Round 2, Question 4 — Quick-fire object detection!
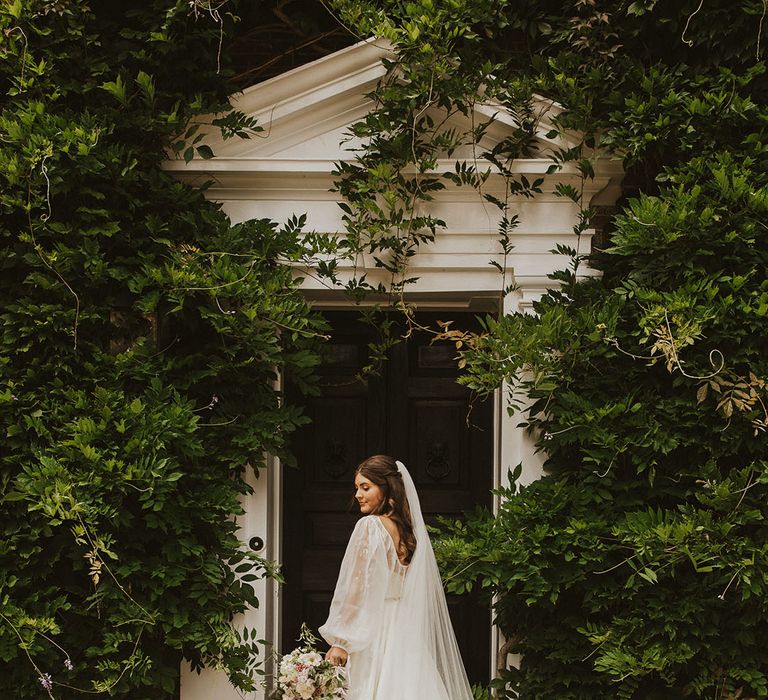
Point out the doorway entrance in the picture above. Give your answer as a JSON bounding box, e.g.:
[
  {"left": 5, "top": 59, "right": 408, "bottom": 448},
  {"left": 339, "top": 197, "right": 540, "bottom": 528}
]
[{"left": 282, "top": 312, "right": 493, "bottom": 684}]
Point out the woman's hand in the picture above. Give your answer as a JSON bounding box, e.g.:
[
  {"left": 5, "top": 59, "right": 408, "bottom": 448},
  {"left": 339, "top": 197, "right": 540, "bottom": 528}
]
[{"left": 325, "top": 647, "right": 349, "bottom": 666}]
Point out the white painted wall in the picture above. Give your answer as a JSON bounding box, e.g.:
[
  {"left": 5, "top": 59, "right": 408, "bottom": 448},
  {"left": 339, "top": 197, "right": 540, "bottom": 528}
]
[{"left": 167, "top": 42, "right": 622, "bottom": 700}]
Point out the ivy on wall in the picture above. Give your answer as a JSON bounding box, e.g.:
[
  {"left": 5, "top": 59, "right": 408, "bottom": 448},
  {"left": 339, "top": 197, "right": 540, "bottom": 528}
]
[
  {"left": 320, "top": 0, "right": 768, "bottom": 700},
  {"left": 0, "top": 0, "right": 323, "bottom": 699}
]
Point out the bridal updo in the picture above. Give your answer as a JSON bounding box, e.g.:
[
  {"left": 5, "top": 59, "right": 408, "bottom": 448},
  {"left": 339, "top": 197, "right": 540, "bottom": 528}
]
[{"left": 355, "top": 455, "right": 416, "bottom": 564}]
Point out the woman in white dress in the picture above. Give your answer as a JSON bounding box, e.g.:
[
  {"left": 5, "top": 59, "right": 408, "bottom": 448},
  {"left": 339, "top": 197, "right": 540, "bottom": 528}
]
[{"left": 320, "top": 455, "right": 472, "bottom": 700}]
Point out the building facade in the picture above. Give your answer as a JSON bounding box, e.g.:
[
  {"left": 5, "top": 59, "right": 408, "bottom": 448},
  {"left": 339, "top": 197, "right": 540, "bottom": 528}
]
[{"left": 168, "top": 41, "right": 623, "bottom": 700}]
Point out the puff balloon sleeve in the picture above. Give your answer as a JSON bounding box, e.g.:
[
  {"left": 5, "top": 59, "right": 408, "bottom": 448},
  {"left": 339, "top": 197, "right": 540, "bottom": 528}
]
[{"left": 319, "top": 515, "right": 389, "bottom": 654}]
--
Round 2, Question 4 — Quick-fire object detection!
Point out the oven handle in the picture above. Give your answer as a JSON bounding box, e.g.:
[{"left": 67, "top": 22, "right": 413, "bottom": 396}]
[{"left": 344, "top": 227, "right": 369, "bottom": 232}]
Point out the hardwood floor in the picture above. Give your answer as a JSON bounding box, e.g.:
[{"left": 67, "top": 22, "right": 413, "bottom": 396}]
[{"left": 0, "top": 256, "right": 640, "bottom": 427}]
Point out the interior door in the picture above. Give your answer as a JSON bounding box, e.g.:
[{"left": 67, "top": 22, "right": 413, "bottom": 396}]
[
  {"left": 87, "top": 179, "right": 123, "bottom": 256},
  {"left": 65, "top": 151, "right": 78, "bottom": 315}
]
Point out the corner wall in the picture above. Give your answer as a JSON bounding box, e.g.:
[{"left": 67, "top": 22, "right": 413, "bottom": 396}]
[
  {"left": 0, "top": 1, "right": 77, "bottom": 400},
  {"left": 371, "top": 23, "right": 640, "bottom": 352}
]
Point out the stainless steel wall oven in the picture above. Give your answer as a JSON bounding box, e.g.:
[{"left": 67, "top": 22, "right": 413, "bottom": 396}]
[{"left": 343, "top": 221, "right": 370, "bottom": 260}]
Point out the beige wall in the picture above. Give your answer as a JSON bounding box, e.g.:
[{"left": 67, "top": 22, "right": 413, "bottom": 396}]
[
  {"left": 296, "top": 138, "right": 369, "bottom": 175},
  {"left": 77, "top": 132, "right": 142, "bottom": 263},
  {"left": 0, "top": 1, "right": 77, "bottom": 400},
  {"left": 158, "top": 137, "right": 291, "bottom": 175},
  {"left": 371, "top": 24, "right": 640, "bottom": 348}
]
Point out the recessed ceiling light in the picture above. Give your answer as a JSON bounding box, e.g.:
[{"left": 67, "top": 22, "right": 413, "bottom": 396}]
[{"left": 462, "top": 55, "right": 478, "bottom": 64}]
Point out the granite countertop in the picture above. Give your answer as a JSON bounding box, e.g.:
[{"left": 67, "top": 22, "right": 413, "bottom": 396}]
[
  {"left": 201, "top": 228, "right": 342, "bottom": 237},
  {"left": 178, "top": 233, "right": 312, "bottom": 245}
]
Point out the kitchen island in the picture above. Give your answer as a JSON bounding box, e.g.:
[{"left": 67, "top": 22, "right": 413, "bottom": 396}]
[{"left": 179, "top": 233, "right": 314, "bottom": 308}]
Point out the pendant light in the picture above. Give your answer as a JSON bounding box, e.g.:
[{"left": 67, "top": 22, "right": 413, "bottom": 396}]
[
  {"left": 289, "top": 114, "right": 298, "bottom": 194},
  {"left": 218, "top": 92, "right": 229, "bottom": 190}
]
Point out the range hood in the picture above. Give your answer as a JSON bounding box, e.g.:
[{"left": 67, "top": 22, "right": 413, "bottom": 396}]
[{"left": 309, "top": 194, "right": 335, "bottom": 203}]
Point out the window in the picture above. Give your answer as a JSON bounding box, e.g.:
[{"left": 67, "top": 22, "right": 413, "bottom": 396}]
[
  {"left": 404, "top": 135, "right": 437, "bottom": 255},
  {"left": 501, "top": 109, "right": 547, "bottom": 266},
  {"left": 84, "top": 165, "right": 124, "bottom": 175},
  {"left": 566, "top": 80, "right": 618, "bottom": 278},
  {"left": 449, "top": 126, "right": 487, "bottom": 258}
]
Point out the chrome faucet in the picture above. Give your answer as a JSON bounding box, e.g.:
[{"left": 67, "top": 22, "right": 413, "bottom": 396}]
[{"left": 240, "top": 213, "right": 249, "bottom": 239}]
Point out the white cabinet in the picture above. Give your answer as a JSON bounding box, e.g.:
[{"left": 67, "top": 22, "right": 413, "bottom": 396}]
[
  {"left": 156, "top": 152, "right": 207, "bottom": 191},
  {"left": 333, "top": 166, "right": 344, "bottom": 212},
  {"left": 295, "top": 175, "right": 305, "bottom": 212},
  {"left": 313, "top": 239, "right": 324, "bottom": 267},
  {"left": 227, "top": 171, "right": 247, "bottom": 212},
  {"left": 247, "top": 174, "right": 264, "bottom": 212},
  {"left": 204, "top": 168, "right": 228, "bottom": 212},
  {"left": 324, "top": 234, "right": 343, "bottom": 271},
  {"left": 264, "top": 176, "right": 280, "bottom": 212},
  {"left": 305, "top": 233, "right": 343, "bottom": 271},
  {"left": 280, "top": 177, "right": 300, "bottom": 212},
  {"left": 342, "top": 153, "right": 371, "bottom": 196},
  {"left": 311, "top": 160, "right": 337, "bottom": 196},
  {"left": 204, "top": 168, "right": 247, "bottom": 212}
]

[TASK REQUIREMENTS]
Extract every line of the records that contains the word "wall".

[TASK ANSWER]
Point out the white painted wall in the picture above. Give your answer as a JSON bounding box, e.g.:
Point out the ivy on wall in the picture above. Give your answer as a JSON bounding box, e.g.:
Point out the corner wall in the picture above. Give your answer as a JSON bounding box, e.g.:
Point out the stainless steel wall oven in the picture above. Give your answer as a JSON bounding box, e.g.:
Point out the beige wall in the picture above. Give your answer as a JSON bounding box, e.g.:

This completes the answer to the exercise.